__PASSAGE PROVIDED__.
^^^^^^^^
So it’s good, then, that Beyond is focused on building a roster of restaurant partners. It announced Monday that Denny’s Corp. will serve its plant-based burgers nationwide starting in 2020. Last week, the company said Dunkin’ restaurants were set to add its plant-based sausage nationwide earlier than originally planned after sales in a test market exceeded forecasts.
It is already clear from Beyond’s sales results that it is becoming a company that depends heavily on restaurants. In the first nine months of its current fiscal year, the restaurant division accounted for 48% of revenue. That’s up significantly from the previous year, when 34% of sales came from that division in the comparable nine-month period.
The good news for Beyond is that it shouldn’t have any trouble attracting interest from more restaurant partners.
It’s not just that sales of these plant-based patties often tend to be incremental to sales of traditional menu items. Cowen analysts estimate that Burger King gets a higher gross profit per transaction on orders that include an Impossible Whopper than on its average lunch or dinner order. If a similar pattern holds at other restaurant chains, you can bet franchisees will be plenty willing to get on board.
^^^^^^^^
__ROWS__.
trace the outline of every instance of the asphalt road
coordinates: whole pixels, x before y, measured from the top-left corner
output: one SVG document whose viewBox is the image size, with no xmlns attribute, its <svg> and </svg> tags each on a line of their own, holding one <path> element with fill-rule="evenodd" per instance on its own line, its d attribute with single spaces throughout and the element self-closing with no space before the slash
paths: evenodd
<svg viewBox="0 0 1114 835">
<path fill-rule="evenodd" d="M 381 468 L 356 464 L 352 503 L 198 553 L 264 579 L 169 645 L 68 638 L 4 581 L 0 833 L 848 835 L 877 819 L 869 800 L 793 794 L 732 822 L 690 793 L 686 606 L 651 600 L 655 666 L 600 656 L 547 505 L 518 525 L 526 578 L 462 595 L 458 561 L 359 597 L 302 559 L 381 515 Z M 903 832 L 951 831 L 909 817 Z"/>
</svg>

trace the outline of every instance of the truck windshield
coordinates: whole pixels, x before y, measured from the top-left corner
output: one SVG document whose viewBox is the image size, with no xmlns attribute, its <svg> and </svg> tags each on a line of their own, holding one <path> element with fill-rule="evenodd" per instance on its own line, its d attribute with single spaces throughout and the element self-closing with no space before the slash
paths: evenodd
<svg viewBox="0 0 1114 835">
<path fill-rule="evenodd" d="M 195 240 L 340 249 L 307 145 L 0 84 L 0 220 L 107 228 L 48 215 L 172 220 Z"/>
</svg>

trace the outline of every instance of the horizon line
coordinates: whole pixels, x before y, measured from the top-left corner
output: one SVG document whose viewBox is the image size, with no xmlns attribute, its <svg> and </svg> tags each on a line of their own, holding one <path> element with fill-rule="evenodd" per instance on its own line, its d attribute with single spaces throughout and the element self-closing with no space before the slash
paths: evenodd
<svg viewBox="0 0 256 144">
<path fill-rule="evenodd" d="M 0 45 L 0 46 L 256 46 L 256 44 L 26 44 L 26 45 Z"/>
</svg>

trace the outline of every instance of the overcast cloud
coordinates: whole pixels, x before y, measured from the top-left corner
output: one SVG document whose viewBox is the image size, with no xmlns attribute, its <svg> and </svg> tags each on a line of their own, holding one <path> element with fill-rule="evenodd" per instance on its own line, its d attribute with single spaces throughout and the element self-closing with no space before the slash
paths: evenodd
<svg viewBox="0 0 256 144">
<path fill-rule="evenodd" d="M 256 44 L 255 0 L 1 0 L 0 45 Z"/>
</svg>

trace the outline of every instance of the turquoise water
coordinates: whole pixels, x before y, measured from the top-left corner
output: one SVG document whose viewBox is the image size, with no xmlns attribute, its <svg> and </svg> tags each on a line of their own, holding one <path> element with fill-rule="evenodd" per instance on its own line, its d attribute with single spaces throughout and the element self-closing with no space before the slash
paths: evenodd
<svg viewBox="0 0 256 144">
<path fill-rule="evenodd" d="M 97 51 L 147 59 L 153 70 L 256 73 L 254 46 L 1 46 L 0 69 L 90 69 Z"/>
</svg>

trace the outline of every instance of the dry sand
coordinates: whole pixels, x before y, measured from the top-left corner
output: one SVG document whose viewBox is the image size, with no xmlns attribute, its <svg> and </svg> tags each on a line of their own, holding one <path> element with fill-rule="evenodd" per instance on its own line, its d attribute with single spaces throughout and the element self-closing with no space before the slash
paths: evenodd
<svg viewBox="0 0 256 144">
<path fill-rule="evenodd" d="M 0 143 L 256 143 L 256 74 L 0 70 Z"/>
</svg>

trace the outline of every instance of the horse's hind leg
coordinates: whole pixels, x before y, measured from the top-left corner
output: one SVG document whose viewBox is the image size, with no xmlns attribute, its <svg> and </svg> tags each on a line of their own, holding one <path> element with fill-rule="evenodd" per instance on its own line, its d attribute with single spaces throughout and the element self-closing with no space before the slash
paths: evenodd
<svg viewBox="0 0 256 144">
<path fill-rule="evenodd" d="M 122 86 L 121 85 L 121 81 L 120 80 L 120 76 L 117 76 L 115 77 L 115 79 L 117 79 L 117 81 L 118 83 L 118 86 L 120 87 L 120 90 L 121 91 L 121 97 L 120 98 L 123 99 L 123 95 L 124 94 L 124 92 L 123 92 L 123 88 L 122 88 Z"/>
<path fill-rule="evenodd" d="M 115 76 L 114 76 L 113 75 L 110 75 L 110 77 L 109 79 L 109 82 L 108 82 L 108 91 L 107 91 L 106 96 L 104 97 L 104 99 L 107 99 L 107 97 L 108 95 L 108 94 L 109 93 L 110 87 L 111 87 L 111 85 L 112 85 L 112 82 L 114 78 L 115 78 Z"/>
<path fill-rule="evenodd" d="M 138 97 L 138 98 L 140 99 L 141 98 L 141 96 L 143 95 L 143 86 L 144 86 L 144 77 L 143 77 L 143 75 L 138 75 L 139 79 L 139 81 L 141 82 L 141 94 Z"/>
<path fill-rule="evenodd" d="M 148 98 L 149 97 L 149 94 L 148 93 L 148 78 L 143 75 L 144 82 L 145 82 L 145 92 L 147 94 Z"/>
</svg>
^^^^^^^^
__STATED GOAL 1__. Repeat the part of the passage about Beyond's restaurant business between "It is already" and "more restaurant partners.", inclusive.
__STATED GOAL 2__. Pick out every line of the records that contains the word "outline".

__TASK RESPONSE 1__.
It is already clear from Beyond’s sales results that it is becoming a company that depends heavily on restaurants. In the first nine months of its current fiscal year, the restaurant division accounted for 48% of revenue. That’s up significantly from the previous year, when 34% of sales came from that division in the comparable nine-month period.
The good news for Beyond is that it shouldn’t have any trouble attracting interest from more restaurant partners.

__TASK RESPONSE 2__.
trace the outline of every instance of the asphalt road
trace the outline of every instance of the truck windshield
trace the outline of every instance of the horizon line
trace the outline of every instance of the overcast cloud
trace the outline of every instance of the turquoise water
trace the outline of every instance of the dry sand
trace the outline of every instance of the horse's hind leg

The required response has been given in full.